__TEXT UNDER STUDY__
Workers Comp Fraud Investigations
November 1, 2015
(This article first appeared in the November/December 2015 issue of The American Postal Worker magazine.)
Special agents of the Postal Service Office of the Inspector General (OIG) are contracted to “safeguard postal revenue” and are supposed to “operate with integrity, be a model of ethical behavior, and treat people in a fair and respectful manner.”
When it comes to workers compensation fraud, however, these law enforcement officers often employ questionable tactics and exercise little fiducial responsibility: They have been cited by the Department of Labor (DOL) for violating federal regulations while conducting fraud investigations involving injured workers. Agents also have been performing claim management functions rather than ascertaining whether crimes occurred.
It’s unlawful for investigators to ask physicians about a claimant’s work tolerance limitations. This is a Health Resource Management (HRM) task, not an essential action of an official investigation; therefore, 20 CFR 10.506 applies. The regulation limits employing agencies to written contact with physicians treating injured workers covered by the Federal Employees Compensation Act (FECA).
The Employees Compensation Appeal Board (ECAB) found special agents using techniques that prejudice physicians against their patients in an effort to obtain desired medical opinions. Fearing that they, too, will become targets of investigation, physicians often fail to advocate for their patients.
The ECAB concluded that discussing investigations and sharing evidence with doctors “poisons the well,” which makes new medical opinions tainted and unpersuasive. (ECAB FS 11-863, September 26, 2012).

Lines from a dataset

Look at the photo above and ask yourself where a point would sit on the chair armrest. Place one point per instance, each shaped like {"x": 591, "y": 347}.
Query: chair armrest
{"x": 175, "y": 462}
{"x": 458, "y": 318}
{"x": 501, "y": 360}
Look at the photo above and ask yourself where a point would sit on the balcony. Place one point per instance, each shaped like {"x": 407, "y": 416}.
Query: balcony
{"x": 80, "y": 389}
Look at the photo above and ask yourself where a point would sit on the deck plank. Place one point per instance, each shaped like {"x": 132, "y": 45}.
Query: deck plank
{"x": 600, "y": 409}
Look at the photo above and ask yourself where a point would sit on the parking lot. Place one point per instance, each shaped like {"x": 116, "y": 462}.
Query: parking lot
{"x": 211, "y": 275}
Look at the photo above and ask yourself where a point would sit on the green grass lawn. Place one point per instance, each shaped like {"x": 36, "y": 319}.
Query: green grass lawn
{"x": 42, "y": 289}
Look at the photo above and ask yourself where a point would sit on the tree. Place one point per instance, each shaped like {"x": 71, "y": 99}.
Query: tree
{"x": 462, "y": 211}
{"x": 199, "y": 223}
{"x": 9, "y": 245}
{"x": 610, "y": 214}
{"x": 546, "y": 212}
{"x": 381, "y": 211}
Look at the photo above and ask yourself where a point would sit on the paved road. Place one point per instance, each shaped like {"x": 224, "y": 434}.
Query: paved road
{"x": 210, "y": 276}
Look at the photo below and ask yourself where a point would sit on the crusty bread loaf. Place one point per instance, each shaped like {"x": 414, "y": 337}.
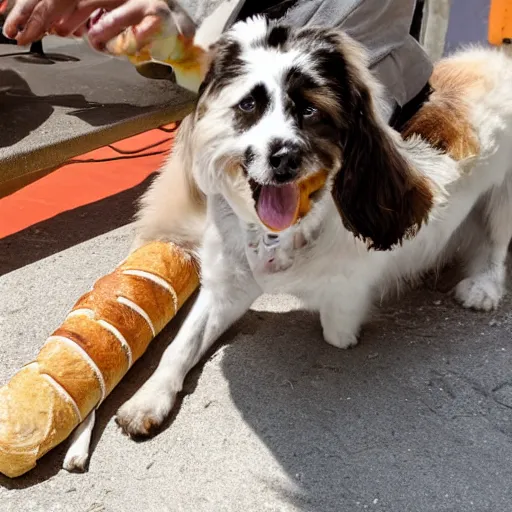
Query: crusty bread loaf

__TASK BRIEF__
Resume the article on workers' compensation fraud investigations, picking up right after its last sentence.

__ANSWER FOR THIS EXERCISE__
Where surveillance video is offered for the purpose of gaining a medical opinion, the employee must be notified, provided a copy if requested, and afforded an opportunity to explain the events depicted. (J.M., 58 ECAB 478, 486 (2007); Frederick Nightingale, 6 ECAB 268 (1953)).
But agents frequently use edited, secret surveillance to coerce doctors into agreeing to false accusations that their patients are exaggerating their limitations. Agents often make deceitful statements, employ misleading tactics, and engage in entrapment to justify charges against claimants for making false statements about their abilities. These scams cause OWCP to wrongfully terminate benefits and shamelessly destroy lives. That hardly qualifies as “operating with integrity” or treating people in a “fair and respectful manner.”
OIG agents portray injured workers as malingerers and can easily convince juries that don’t understand the FECA to indict their prey. Procuring questionable indictments bolsters the OIG’s conviction rate and increases cost-avoidance calculations and financial recovery figures. How else can they justify their own costs?
Agents count on a large number of the accused pleading guilty to lesser misdemeanor charges. The OIG calls these “pre-trial diversions.” Indicted by their peers and driven by fear, OIG victims often trade their future FECA benefits to avoid imprisonment, hefty fines, felony records, loss of employment and costly legal fees. Veterans also risk losing their VA benefits.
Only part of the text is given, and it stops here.